START Material for this task
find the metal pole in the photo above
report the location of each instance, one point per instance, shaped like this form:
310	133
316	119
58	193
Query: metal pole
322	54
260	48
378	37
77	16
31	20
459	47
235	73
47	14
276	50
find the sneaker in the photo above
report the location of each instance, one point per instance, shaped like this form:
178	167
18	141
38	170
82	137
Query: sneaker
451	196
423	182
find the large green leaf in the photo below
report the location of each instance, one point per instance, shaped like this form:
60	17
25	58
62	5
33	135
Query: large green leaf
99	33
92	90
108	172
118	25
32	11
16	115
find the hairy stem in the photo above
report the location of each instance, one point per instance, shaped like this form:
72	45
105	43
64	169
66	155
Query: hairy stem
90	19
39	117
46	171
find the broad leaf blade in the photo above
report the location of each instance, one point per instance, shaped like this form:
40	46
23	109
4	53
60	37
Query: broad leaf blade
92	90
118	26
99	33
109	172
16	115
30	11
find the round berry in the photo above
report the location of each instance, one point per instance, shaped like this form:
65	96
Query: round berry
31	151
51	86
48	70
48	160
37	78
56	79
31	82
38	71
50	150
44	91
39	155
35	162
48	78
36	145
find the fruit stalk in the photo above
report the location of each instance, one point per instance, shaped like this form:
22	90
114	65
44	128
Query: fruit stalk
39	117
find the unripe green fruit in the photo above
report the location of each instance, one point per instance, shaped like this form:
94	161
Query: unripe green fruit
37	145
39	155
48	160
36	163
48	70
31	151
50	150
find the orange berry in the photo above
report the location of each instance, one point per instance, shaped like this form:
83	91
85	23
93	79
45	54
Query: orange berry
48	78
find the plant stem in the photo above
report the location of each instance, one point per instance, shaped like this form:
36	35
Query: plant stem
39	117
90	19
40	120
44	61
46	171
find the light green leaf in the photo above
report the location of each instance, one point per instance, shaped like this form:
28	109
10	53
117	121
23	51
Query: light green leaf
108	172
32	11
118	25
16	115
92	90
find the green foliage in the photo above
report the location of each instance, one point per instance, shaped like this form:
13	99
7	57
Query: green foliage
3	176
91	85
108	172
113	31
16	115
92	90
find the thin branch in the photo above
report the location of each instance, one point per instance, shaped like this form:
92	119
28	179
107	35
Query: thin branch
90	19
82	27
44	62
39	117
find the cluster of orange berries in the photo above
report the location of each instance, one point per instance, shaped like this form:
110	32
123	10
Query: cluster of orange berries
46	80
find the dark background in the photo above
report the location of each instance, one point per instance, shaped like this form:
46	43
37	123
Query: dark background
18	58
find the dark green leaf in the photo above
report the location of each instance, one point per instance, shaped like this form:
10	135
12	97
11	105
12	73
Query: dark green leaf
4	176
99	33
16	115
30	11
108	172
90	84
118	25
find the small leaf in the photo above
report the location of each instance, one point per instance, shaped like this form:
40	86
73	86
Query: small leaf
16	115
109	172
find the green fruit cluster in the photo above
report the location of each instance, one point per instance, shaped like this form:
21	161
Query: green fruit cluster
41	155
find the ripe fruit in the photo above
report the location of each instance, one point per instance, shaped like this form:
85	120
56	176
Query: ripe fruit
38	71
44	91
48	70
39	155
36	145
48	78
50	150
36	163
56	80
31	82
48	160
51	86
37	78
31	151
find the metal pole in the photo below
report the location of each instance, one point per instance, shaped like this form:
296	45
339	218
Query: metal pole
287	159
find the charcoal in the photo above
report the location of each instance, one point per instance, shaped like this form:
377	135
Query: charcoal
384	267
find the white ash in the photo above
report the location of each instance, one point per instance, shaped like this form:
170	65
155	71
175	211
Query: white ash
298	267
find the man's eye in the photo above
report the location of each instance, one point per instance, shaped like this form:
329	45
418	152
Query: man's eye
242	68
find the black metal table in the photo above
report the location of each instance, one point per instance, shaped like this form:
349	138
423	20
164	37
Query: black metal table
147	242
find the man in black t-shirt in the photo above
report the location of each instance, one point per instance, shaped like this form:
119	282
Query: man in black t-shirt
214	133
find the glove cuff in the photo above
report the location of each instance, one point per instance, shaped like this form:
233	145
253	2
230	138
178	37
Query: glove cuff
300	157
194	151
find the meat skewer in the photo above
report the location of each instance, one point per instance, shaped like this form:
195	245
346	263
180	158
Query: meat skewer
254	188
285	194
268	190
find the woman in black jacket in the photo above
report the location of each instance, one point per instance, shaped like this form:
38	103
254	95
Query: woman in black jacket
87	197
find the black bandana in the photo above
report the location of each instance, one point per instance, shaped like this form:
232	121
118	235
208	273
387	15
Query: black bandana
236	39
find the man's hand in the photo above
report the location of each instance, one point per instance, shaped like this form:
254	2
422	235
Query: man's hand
END Material for this task
> [What is required]: Every entry must appear again in the answer, exactly as written.

> [Response to the task]:
find the metal pole in the photo above
report the location of each instance, one point per instance, shaped like this form:
310	133
316	119
58	193
Query: metal pole
322	54
260	48
378	37
77	16
31	20
459	47
235	73
47	14
276	50
find the sneaker in the photo above
report the location of each instance, one point per instance, shaped like this form:
178	167
18	141
38	170
82	137
Query: sneaker
451	196
423	182
find the large green leaf in the photo below
report the location of each instance, one point per instance, shaped like this form:
60	17
25	58
62	5
33	135
Query: large green leaf
99	33
92	90
108	172
118	25
32	11
16	115
find the hairy stem in the photo above
report the location of each instance, one point per instance, shaped like this form:
72	45
105	43
64	169
66	155
Query: hairy stem
90	19
39	117
46	171
find the broad leaf blade in the photo above
report the location of each instance, one point per instance, shaped like this form:
40	46
23	109
4	53
60	37
Query: broad leaf blade
92	90
118	26
99	33
109	172
16	115
30	11
find the round berry in the photo above
report the location of each instance, one point per instance, shaped like this form:
65	96
Query: round berry
31	151
51	86
48	70
48	160
37	78
56	79
31	82
38	71
50	150
44	91
39	155
35	162
48	78
36	145
find the fruit stalk in the photo above
report the location of each instance, one point per instance, shaped like this form:
22	90
114	65
44	128
Query: fruit stalk
39	117
find the unripe green fruit in the photo above
report the location of each instance, one point per instance, shaped like this form:
94	161
Query: unripe green fruit
37	145
39	155
48	160
36	163
48	70
31	151
50	150
find the orange berry in the photo above
report the location of each instance, one point per instance, shaped like this form:
83	91
85	23
93	79
45	54
Query: orange berry
48	78
find the plant stem in the photo above
report the location of each instance, one point per instance, shaped like this form:
36	35
Query: plant stem
39	117
90	19
40	120
44	61
46	171
find the light green leaf in the photo above
report the location of each instance, one point per instance, shaped like this form:
28	109
10	53
117	121
23	51
Query: light green leaf
108	172
32	11
118	25
16	115
92	90
find the green foliage in the photo above
report the location of each instance, one point per instance, shaped like this form:
13	99
7	57
Query: green foliage
3	176
91	85
108	172
113	31
16	115
92	90
find the thin branch in the photo above
report the location of each instance, one point per instance, shaped like this form:
92	119
28	179
107	35
Query: thin branch
90	19
82	27
44	62
39	117
find the cluster of orange berries in the photo above
report the location of each instance, one point per instance, shaped like this form:
110	32
123	10
Query: cluster of orange berries
46	80
find the dark background in the photo above
report the location of each instance, one point per instance, shaped like this form:
46	43
37	123
Query: dark background
18	58
find the dark green leaf in the photo above
report the location of each instance, one point per instance, shaped like this form:
10	135
12	97
11	105
12	73
Query: dark green leaf
4	176
99	33
16	115
30	11
108	172
90	84
118	25
find the small leaf in the photo above
report the location of each instance, one point per instance, shaped like this form:
40	86
73	86
Query: small leaf
16	115
109	172
find the green fruit cluster in the photo above
report the location of each instance, one point per instance, shaped like this form:
21	161
Query: green fruit cluster
41	155
find the ripe fruit in the photo above
report the location of each instance, one point per instance, shaped like this form:
85	120
56	176
Query: ripe fruit
38	71
44	91
48	70
39	155
36	145
48	78
50	150
36	163
56	80
31	82
48	160
51	86
37	78
31	151
find the metal pole in the photo below
report the location of each instance, one point per instance, shaped like this form:
296	45
339	218
Query: metal pole
287	159
find the charcoal in the photo above
report the location of each instance, one point per instance, shaped like this form:
377	135
Query: charcoal
384	267
find the white ash in the photo above
report the location of each instance, one point per instance, shaped like this form:
170	65
155	71
175	211
Query: white ash
298	267
find the man's eye in the photo above
report the location of each instance, one point per instance, shaped like this form:
329	45
418	152
Query: man's eye
242	68
find the black metal table in the photo above
report the location of each instance, one point per instance, shaped like this form:
349	138
423	20
164	37
Query: black metal table
147	242
find the man in black t-shirt in the photo above
report the location of each instance, one point per instance, shaped like this form:
119	282
Query: man in black t-shirt
214	133
find the glove cuff in the photo above
report the location of each instance, one point per instance, shaped like this form:
233	145
253	2
230	138
178	37
Query: glove cuff
300	157
194	151
find the meat skewer in the photo above
report the location of each instance, one point per instance, shaped like this form:
195	245
346	263
180	158
Query: meat skewer
254	188
285	194
268	190
find the woman in black jacket in the photo above
report the location of each instance, one point per instance, shaped like this form:
38	103
254	95
Query: woman in black jacket
87	197
find the black bandana in the photo above
report the location of each instance, one point per instance, shaped like this form:
232	121
118	235
208	273
387	15
Query: black bandana
236	39
find the man's hand in the photo above
report the location of each instance, one point per instance, shaped like this form:
254	2
422	235
Query: man's hand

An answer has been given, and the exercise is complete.